> Given exercise A
Answer these about the passage on Rubbing Torsos:
(i) In which city did the narrator spend the red-wine, black-teeth spell?
(ii) Whose work is the cover?
(iii) Around what year was Quichy a member of the Collectif Zut?

* BEGIN Selected passage *

Excellent. Cost-recovery, weight loss, blunt ouster and brutal replacement, it all sounds like a whoppingly good romp.

Years back in a red-wine, black-teeth spell in Paris, I spent long inebriate evenings thinking about Rubbing Torsos: A Novel. (Recall, there was a sad wayward know-nothing era of experience begat’d art or art (mostly, pitiably, reckonably) traceable—in some truncated way—to experience. I doubt everybody (anybody?) does that kind of thing nowadays. Nowadays it’s slop buckets full of unction and paste pots full of words, and collage is just another way of sniffing one’s glue.) Though “back in the day” (a phrase I find condescending and beastly), well, beastly experience condescended to offer itself up—correct and prim, or all sopping, furry and familiar—for art. And art did diddle it.

The cover: by Pierre Quichy, ancient compagnon of the night-caves of the fifteenth arrondissement. Former member in good standing of the Collectif Zut (circa 1981). Radical misfit in Ithaca turned (briefly) debonair polo-player (yes, on horseback!). Quichy always announced, with cheek and approbation: “Let no line go unlimned, and keep the sketchbook dry as toast. Dry as a fine Chinon.” Of the assembled torsos frottantes, alien copulatives (a kind of poetry), I recall Robert Morgan pointing to the gusto’d pair (second row) just above the winged duckies (whose activities bring a curl to one’s own webbed feet) and claiming: “They’re not rubbing torsos.” And so they mayn’t be. Language is so inspecific and ornery.

* END Selected passage *
* BEGIN Entries shown *

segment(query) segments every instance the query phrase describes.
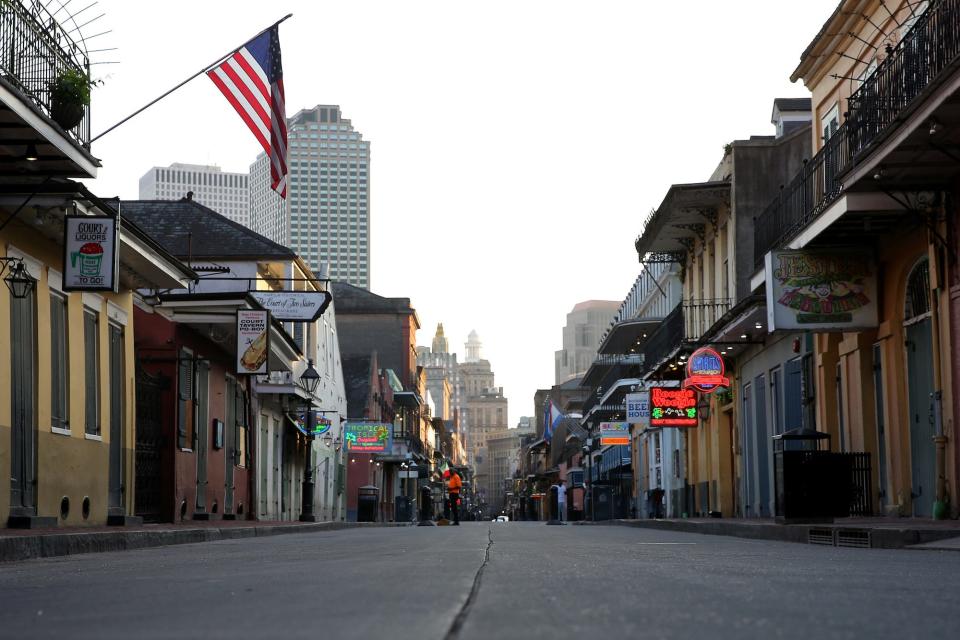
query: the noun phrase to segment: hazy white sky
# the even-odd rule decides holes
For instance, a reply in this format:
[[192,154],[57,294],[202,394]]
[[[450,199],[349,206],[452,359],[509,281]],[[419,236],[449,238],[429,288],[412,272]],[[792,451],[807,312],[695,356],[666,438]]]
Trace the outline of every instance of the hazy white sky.
[[[73,0],[79,10],[93,0]],[[510,423],[553,384],[579,301],[620,301],[633,240],[672,183],[773,132],[775,97],[838,0],[99,0],[84,28],[99,133],[286,13],[287,113],[339,104],[371,141],[372,290],[409,297],[430,344],[471,329]],[[80,22],[83,22],[81,20]],[[258,145],[200,77],[93,145],[101,196],[171,162],[246,171]]]

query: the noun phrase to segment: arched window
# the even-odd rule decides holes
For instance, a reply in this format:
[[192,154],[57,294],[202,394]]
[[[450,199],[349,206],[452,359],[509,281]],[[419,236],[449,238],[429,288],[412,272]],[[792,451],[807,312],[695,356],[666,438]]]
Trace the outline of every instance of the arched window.
[[930,313],[930,260],[920,260],[907,278],[907,296],[903,305],[903,321],[909,322]]

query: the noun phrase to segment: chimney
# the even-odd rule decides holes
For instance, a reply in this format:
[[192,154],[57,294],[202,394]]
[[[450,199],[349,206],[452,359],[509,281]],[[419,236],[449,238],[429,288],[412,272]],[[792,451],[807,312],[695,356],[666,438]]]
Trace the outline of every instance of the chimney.
[[813,120],[810,102],[810,98],[777,98],[773,101],[770,122],[777,128],[778,138],[810,124]]

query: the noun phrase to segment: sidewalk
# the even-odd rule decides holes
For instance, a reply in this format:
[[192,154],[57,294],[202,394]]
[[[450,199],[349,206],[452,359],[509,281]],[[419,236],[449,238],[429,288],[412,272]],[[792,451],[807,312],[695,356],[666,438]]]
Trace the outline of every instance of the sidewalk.
[[960,520],[838,518],[831,524],[777,524],[770,519],[684,518],[614,520],[609,524],[837,547],[960,551],[956,540],[960,538]]
[[0,562],[49,558],[75,553],[126,551],[174,544],[320,533],[359,527],[404,526],[394,523],[263,522],[217,520],[182,524],[147,524],[138,527],[74,527],[54,529],[0,529]]

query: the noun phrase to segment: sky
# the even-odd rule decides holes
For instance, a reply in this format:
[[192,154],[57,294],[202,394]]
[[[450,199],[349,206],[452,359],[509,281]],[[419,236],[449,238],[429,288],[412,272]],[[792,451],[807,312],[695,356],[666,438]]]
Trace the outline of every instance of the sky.
[[[837,1],[99,0],[77,21],[104,14],[81,31],[116,49],[92,54],[96,135],[293,13],[287,115],[337,104],[371,142],[371,290],[410,298],[419,344],[442,322],[462,358],[476,330],[513,426],[566,314],[629,292],[669,186],[809,96],[789,76]],[[246,171],[259,147],[201,75],[92,151],[94,192],[136,198],[153,166]]]

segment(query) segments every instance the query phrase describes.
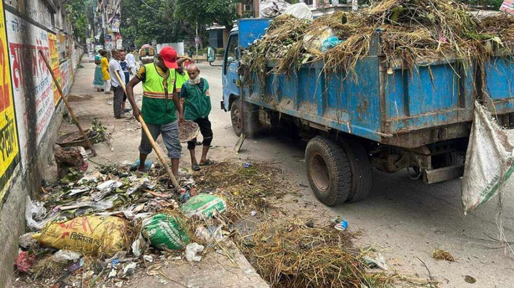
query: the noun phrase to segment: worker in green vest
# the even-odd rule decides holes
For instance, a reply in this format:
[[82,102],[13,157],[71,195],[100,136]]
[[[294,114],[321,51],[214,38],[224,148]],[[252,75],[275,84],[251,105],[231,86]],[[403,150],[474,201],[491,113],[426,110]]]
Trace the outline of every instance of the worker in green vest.
[[[182,59],[185,59],[183,61],[186,61],[187,60],[189,60],[192,63],[194,63],[194,61],[193,59],[191,59],[188,57],[185,57],[185,58],[182,58]],[[182,60],[180,59],[180,60]],[[176,85],[177,86],[177,93],[179,95],[180,94],[180,90],[182,89],[182,85],[184,84],[185,83],[187,82],[189,80],[189,75],[187,74],[185,70],[184,70],[184,65],[183,63],[178,63],[177,61],[177,64],[178,65],[178,68],[175,69],[175,78],[176,79]]]
[[[178,122],[183,121],[183,113],[177,94],[175,73],[178,67],[177,52],[171,47],[164,47],[156,56],[155,62],[142,66],[126,87],[127,97],[132,106],[133,114],[138,119],[141,115],[154,140],[159,135],[171,158],[172,171],[178,174],[178,163],[182,154]],[[143,104],[141,110],[134,98],[134,87],[143,82]],[[177,119],[178,111],[178,120]],[[152,146],[144,132],[139,145],[138,171],[145,173],[144,161],[152,152]]]
[[180,91],[180,101],[184,105],[184,118],[194,121],[200,127],[200,133],[204,137],[200,163],[196,161],[195,147],[196,138],[188,141],[188,150],[191,156],[191,169],[200,170],[200,166],[214,164],[214,161],[207,158],[207,153],[212,141],[212,129],[209,120],[211,112],[211,97],[209,94],[209,83],[200,77],[200,69],[195,64],[188,66],[189,79],[182,86]]

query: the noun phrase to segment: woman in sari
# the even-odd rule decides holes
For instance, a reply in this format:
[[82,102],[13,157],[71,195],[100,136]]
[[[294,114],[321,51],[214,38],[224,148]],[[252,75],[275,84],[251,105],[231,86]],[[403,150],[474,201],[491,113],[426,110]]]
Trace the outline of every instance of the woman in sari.
[[103,89],[106,94],[111,94],[112,92],[111,92],[111,76],[109,76],[109,60],[107,59],[107,51],[102,51],[100,55],[102,55],[100,66],[102,69]]
[[102,50],[98,51],[98,53],[95,56],[95,64],[96,67],[95,67],[95,78],[93,78],[93,87],[97,88],[97,92],[103,91],[103,77],[102,75],[102,68],[100,66],[100,61],[102,58],[100,56]]

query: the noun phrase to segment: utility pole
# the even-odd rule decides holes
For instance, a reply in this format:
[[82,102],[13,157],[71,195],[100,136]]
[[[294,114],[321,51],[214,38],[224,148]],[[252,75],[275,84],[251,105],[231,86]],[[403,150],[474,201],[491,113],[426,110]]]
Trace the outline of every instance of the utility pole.
[[196,37],[194,38],[194,45],[196,46],[196,62],[198,62],[198,46],[199,45],[198,38],[198,22],[196,22]]

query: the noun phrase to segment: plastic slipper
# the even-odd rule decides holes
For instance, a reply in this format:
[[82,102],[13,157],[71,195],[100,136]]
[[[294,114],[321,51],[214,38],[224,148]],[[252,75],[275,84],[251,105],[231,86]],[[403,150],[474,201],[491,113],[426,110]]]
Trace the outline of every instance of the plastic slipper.
[[207,159],[207,160],[205,160],[205,162],[204,162],[203,163],[200,163],[200,166],[209,166],[210,165],[212,165],[214,164],[214,161],[213,161],[213,160],[211,160],[210,159]]

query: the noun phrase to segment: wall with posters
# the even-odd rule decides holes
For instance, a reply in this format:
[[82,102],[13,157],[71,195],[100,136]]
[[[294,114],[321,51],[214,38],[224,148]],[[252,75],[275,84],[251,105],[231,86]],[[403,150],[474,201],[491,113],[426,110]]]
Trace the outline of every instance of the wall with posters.
[[26,200],[41,188],[65,110],[39,51],[66,94],[83,52],[58,3],[0,1],[0,287],[11,286]]

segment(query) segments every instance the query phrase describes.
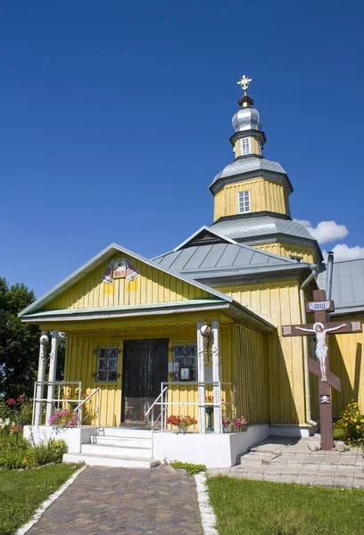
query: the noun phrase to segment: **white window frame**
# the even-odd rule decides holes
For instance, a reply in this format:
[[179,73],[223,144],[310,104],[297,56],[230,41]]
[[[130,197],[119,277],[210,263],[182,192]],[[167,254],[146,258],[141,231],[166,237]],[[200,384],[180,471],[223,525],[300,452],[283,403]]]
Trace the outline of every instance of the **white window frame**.
[[247,214],[251,211],[251,198],[249,190],[244,192],[238,192],[237,210],[239,214]]
[[240,150],[242,152],[242,156],[246,156],[247,154],[252,154],[252,139],[250,137],[241,137],[240,138]]

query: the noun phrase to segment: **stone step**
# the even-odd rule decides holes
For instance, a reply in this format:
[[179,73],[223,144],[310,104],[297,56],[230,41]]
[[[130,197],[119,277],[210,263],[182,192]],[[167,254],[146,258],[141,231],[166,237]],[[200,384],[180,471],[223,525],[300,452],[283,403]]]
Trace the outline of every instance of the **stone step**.
[[99,427],[97,435],[100,437],[123,437],[125,439],[151,439],[151,429],[129,429],[126,427]]
[[90,453],[92,455],[110,455],[123,457],[152,457],[152,449],[146,448],[128,448],[123,446],[109,446],[107,444],[82,444],[81,453]]
[[120,437],[91,435],[91,444],[103,444],[105,446],[120,446],[123,448],[151,448],[152,439],[149,437]]
[[90,453],[65,453],[63,463],[85,463],[90,466],[115,466],[119,468],[153,468],[161,464],[157,459],[123,457]]

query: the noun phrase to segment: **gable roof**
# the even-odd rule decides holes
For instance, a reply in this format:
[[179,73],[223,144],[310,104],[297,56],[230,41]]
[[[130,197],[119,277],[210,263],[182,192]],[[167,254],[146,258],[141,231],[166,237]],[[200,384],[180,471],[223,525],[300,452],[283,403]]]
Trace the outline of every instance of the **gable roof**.
[[[179,243],[179,245],[175,247],[173,249],[173,251],[178,251],[179,249],[184,249],[185,247],[191,246],[191,245],[200,245],[200,244],[202,245],[202,244],[205,244],[207,243],[236,243],[236,242],[235,240],[232,240],[231,238],[228,237],[228,236],[224,236],[222,234],[219,234],[215,229],[210,228],[210,226],[206,226],[206,225],[203,225],[203,226],[201,226],[201,228],[196,230],[196,232],[194,232],[194,234],[191,235],[186,240],[182,242],[182,243]],[[170,252],[172,252],[172,251],[170,251]]]
[[[153,259],[153,264],[170,269],[174,273],[183,274],[188,276],[188,280],[191,280],[190,277],[199,279],[306,266],[286,257],[237,243],[233,240],[193,245],[194,235],[190,236],[174,251]],[[220,235],[215,233],[215,235]]]
[[[327,270],[318,276],[318,287],[325,290]],[[332,299],[334,314],[364,310],[364,259],[334,262]]]
[[142,257],[141,255],[139,255],[132,251],[129,251],[128,249],[126,249],[125,247],[121,247],[120,245],[118,245],[117,243],[111,243],[108,247],[106,247],[105,249],[101,251],[98,254],[96,254],[90,260],[88,260],[88,262],[86,262],[86,264],[84,264],[79,269],[77,269],[76,271],[71,273],[69,276],[67,276],[65,279],[63,279],[61,283],[59,283],[54,288],[49,290],[49,292],[46,292],[46,293],[44,293],[39,299],[37,299],[36,301],[34,301],[31,305],[29,305],[29,307],[24,309],[24,310],[21,310],[21,312],[19,313],[19,316],[23,317],[30,312],[35,312],[35,311],[41,309],[51,300],[53,300],[54,299],[58,297],[61,293],[62,293],[63,292],[65,292],[66,290],[68,290],[69,288],[73,286],[73,284],[78,283],[79,280],[81,280],[84,276],[86,276],[91,271],[94,271],[94,269],[95,268],[100,266],[105,260],[111,259],[115,253],[120,253],[120,252],[124,253],[128,256],[130,256],[134,259],[136,259],[140,260],[141,262],[144,262],[144,263],[147,264],[148,266],[151,266],[152,268],[159,269],[159,270],[161,270],[164,273],[167,273],[168,275],[170,275],[178,279],[180,279],[189,284],[192,284],[197,288],[200,288],[200,290],[208,292],[209,293],[211,293],[211,294],[214,295],[215,297],[218,297],[225,301],[232,302],[234,300],[229,295],[226,295],[225,293],[222,293],[221,292],[214,290],[213,288],[211,288],[210,286],[206,286],[205,284],[199,283],[197,281],[187,279],[181,274],[171,271],[168,268],[165,268],[163,266],[158,266],[158,265],[154,264],[154,262],[149,260],[148,259],[145,259],[145,257]]

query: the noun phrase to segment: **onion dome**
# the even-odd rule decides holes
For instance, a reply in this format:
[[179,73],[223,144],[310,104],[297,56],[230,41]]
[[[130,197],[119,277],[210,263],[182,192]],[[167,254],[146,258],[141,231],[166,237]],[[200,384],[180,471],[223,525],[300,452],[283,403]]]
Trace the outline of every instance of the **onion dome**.
[[255,108],[241,108],[233,117],[233,127],[236,132],[244,130],[261,130],[261,114]]

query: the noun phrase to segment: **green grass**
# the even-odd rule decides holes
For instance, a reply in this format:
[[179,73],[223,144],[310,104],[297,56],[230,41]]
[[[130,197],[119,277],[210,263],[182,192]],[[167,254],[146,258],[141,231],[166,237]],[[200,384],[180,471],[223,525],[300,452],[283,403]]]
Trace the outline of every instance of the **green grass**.
[[208,478],[219,535],[364,533],[364,491]]
[[[79,466],[77,466],[79,468]],[[35,510],[74,473],[67,465],[40,470],[0,472],[0,535],[12,535]]]

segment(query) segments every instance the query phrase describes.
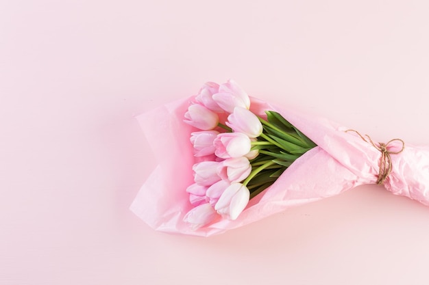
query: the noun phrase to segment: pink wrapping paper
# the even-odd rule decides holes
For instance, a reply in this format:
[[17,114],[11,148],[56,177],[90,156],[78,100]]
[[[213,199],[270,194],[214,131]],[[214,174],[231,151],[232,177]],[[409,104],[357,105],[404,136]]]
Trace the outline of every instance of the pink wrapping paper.
[[[281,212],[289,207],[338,195],[356,186],[376,183],[381,153],[357,134],[324,118],[304,116],[251,98],[251,110],[276,111],[318,146],[292,164],[271,185],[250,200],[234,221],[219,219],[192,230],[182,221],[192,208],[186,192],[193,183],[191,133],[183,122],[193,97],[160,107],[137,117],[158,159],[158,165],[141,187],[130,209],[154,229],[208,236]],[[402,144],[389,145],[400,150]],[[404,151],[391,155],[393,171],[384,183],[395,195],[429,205],[429,148],[406,142]]]

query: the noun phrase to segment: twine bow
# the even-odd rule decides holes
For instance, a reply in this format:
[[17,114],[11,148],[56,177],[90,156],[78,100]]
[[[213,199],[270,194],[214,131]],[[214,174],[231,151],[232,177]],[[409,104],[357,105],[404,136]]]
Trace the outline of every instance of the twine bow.
[[[377,184],[379,185],[382,185],[384,182],[384,180],[389,176],[389,174],[392,172],[392,159],[391,158],[391,154],[397,154],[402,151],[405,148],[405,143],[401,139],[393,139],[387,141],[387,143],[378,143],[378,144],[376,144],[371,137],[368,135],[365,135],[367,138],[365,139],[362,135],[359,133],[357,131],[355,130],[347,130],[346,133],[348,131],[352,131],[357,133],[359,137],[362,138],[366,142],[371,144],[374,148],[378,150],[381,152],[381,157],[380,159],[380,169],[378,171],[378,179],[377,179]],[[400,150],[394,152],[389,150],[389,145],[393,141],[400,141],[402,144],[402,148]]]

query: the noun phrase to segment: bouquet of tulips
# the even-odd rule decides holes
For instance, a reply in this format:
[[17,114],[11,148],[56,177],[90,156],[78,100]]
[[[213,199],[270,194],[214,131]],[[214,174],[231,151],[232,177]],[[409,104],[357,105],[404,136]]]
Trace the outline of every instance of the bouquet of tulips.
[[429,148],[374,143],[232,80],[137,119],[160,159],[131,209],[156,230],[209,236],[368,183],[429,204]]

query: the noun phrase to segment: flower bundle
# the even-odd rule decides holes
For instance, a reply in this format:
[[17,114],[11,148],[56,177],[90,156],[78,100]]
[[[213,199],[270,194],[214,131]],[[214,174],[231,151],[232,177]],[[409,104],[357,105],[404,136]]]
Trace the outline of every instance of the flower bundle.
[[184,115],[184,122],[199,130],[191,133],[195,183],[186,189],[195,208],[184,217],[194,229],[217,213],[236,219],[249,199],[316,146],[280,113],[267,110],[258,116],[250,107],[235,81],[208,82]]
[[157,230],[208,236],[364,184],[429,205],[429,147],[374,142],[232,81],[136,118],[158,165],[130,208]]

* END Entries shown *

> Given exercise B
Please pull out the section of the rows that opens with their first line and closes with the line containing "Trace the outline of every instance of the hazy", both ends included, and repeat it exactly. Leave the picture out of your answer.

> Output A
(i) Paris
(ii) Pierre Quichy
(iii) 1981

> Output B
segment(query) segments every instance the query phrase describes.
query: the noun phrase to segment: hazy white sky
# the even-odd rule decides holes
For instance, a reply in this format:
[[192,154],[57,294],[202,394]]
[[[450,199],[349,206],[452,359],[509,281]],[[419,236],[449,238],[429,288],[412,272]],[[792,451],[807,312],[695,356],[666,438]]]
Trace the outline of every instance of the hazy white sky.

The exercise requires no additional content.